**GIVEN REQUEST:** Render every line of the material below as a JSON list of strings, one string per line, skipping blank lines and leaving out the pictures.
-- begin --
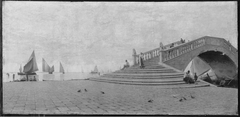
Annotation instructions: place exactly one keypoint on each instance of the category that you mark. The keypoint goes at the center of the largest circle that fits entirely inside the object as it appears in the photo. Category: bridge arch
(179, 57)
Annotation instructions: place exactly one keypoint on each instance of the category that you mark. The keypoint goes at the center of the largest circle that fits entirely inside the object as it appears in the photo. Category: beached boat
(61, 68)
(46, 67)
(29, 69)
(95, 71)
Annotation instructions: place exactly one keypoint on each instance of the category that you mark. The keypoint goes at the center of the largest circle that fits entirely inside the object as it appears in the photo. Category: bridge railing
(194, 44)
(152, 53)
(179, 49)
(148, 55)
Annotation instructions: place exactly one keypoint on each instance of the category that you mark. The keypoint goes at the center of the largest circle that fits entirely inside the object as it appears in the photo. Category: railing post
(160, 52)
(134, 57)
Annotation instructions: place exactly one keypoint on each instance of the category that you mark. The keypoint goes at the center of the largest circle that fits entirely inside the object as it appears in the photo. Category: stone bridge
(181, 54)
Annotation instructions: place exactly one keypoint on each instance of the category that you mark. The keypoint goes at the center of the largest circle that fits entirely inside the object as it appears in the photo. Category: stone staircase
(151, 75)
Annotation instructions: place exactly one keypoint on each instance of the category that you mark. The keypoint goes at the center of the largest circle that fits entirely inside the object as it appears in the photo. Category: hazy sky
(85, 34)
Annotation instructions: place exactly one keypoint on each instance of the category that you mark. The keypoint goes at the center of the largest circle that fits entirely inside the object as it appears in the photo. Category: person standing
(195, 77)
(13, 77)
(141, 61)
(126, 65)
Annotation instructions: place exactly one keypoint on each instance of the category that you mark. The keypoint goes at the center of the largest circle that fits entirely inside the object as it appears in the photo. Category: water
(55, 76)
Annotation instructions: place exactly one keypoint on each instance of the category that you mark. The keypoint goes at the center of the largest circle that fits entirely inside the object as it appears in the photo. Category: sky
(81, 35)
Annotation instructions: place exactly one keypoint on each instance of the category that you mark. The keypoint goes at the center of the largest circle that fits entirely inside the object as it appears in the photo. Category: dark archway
(221, 64)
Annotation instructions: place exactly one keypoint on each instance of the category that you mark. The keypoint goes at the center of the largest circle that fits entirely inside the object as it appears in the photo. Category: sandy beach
(62, 97)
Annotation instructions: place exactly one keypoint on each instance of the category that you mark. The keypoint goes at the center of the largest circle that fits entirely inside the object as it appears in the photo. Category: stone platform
-- end --
**RESULT OF THE EXERCISE:**
[
  "Annotation instructions: place exactly one keypoint on each instance of the category that you mark. The keypoint goes at the center of the largest circle that fits entirely inside the object as it appears in the photo. Category: bridge arch",
  "(179, 57)",
  "Annotation instructions: place exactly one keypoint on each instance of the category that you mark. The keypoint goes at the center of the largest circle that fits entirely inside the object as it appears in the photo. Category: beached boat",
  "(61, 68)",
  "(46, 67)",
  "(29, 69)",
  "(95, 71)",
  "Annotation instructions: place exactly one keypoint on each instance of the category that you mark. The keypoint goes at the center of the largest circle that fits entirely inside the object as it appears in the photo. Category: bridge railing",
  "(194, 44)",
  "(152, 53)",
  "(179, 49)",
  "(148, 55)",
  "Annotation instructions: place exactly one keypoint on each instance of the category that you mark. The keypoint goes at the center of the largest circle that fits entirely inside the object as it appears in the photo. Category: railing post",
  "(160, 52)",
  "(134, 57)",
  "Annotation instructions: place exactly one keypoint on each instance of the category that you mark. The keypoint goes at the center of the largest circle that fits entirely inside the object as it appears in the photo. Category: stone bridge",
  "(181, 54)",
  "Annotation instructions: place exactly one keypoint on each instance of the category that you mark. The keypoint goes at the center of the largest circle that fits entirely inside the object as it appears in the photo. Category: stone staircase",
  "(151, 75)",
  "Annotation instructions: place exactly one keypoint on each instance of the category that you mark. The keypoint goes at the center of the largest circle that fits entirely inside the object as it appears in the photo. Category: hazy sky",
  "(85, 34)",
  "Annotation instructions: place exactly one keypoint on each instance of the category that you mark. The keypoint goes at the center of the largest circle that fits entirely inside the object as it appears in the photo. Category: person standing",
  "(195, 77)",
  "(13, 77)",
  "(141, 61)",
  "(126, 65)",
  "Annotation instructions: place exactly one keypoint on each instance of the category that you mark. The keypoint goes at the center of the largest circle that fits entirely inside the object as it appears in the photo. Category: water",
  "(55, 76)",
  "Annotation instructions: place exactly one keypoint on each instance of the category that you mark. The keypoint goes at the center of the largest circle that fits entirely inside the object as it appears in the photo. Category: sky",
  "(81, 35)",
  "Annotation instructions: place exactly one keypoint on each instance of the category that you mark. The keypoint goes at the center of the largest circle that fits entirely inside the object as it appears in the photo. Category: dark archway",
  "(221, 64)",
  "Annotation instructions: place exactly one keypoint on each instance of the category that you mark. The keypoint goes at the center of the largest circle that fits entirely inside the object as it appears in the photo. Category: sandy beach",
  "(62, 97)",
  "Annotation instructions: place exactly one keypoint on each instance of the category that you mark. The keypoint goes at the center of the largest circle that fits entirely inside the object as it appears in the photo. Category: stone platform"
]